### About this task
Your answer must be the listing repeated word for word, without its pictures.

### Task inputs
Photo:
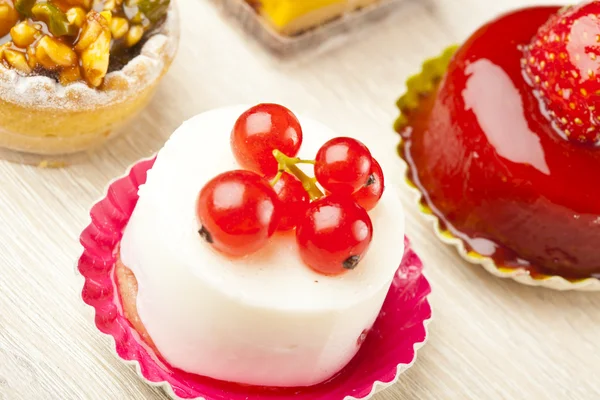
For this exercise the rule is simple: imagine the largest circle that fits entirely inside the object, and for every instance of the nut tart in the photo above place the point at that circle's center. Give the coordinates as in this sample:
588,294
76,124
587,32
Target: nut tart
73,71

### Result for this task
Photo:
For this exercise the rule is simple: imagine the largest circle that fits entirely inside the object, and for every instance of the nut tart in the photo above place the point at that circle's center. Give the coordinates as in this sample:
588,294
76,124
587,32
Target: nut tart
73,71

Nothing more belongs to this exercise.